TASK BRIEF
Of all the lines in the entries below, give again exactly those starting at the line containing "Target: station window" and ending at the line containing "Target: arched window", both ends included, and no others.

PROVIDED RECORDS

* * * * * * * * *

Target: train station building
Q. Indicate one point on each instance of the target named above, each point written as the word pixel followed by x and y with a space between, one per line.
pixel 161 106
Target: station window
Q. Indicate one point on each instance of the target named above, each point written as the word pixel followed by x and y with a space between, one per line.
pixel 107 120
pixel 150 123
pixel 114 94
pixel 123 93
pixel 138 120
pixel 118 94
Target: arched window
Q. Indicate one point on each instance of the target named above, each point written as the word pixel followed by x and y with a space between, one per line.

* * * * * * * * *

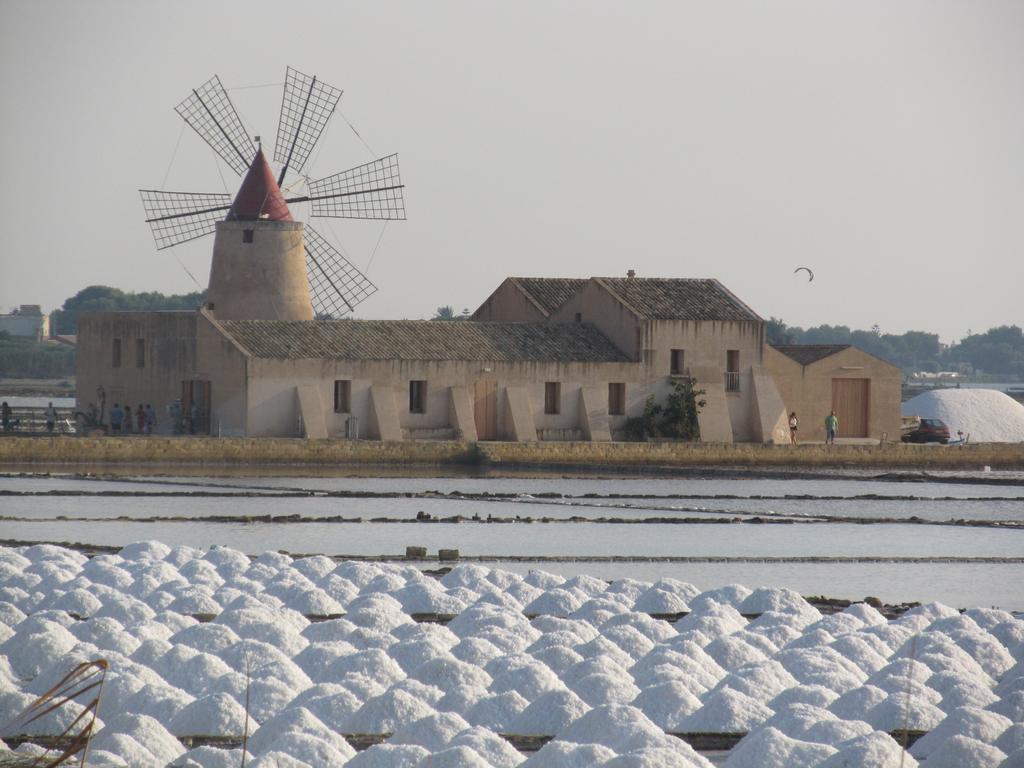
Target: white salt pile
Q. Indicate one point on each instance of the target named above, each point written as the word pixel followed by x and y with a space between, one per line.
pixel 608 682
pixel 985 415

* * * * * * * * *

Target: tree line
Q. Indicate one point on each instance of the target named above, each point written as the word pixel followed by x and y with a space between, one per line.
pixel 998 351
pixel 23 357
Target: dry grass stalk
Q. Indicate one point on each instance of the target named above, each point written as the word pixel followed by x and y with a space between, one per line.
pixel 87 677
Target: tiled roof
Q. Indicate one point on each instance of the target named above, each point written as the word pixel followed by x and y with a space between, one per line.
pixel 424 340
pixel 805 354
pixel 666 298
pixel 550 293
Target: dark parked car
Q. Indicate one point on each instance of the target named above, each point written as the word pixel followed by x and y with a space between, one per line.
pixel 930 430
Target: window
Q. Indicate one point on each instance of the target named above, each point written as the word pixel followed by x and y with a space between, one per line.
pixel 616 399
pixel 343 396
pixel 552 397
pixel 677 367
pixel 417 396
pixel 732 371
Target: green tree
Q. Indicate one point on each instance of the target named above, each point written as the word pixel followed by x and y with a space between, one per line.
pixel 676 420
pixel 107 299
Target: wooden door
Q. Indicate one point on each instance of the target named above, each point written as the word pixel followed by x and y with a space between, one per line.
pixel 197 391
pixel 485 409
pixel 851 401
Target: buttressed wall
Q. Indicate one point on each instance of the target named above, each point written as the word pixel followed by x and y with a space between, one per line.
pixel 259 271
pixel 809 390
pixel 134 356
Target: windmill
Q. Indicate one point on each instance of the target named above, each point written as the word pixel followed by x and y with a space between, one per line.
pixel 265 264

* * * * * * * * *

EXERCISE OUTPUT
Target: station window
Q. Indicate one point on each instance of the target named above, each point written as the word pixel followed by x and y with a space between, one per line.
pixel 107 120
pixel 150 123
pixel 114 94
pixel 123 93
pixel 138 120
pixel 118 94
Target: arched window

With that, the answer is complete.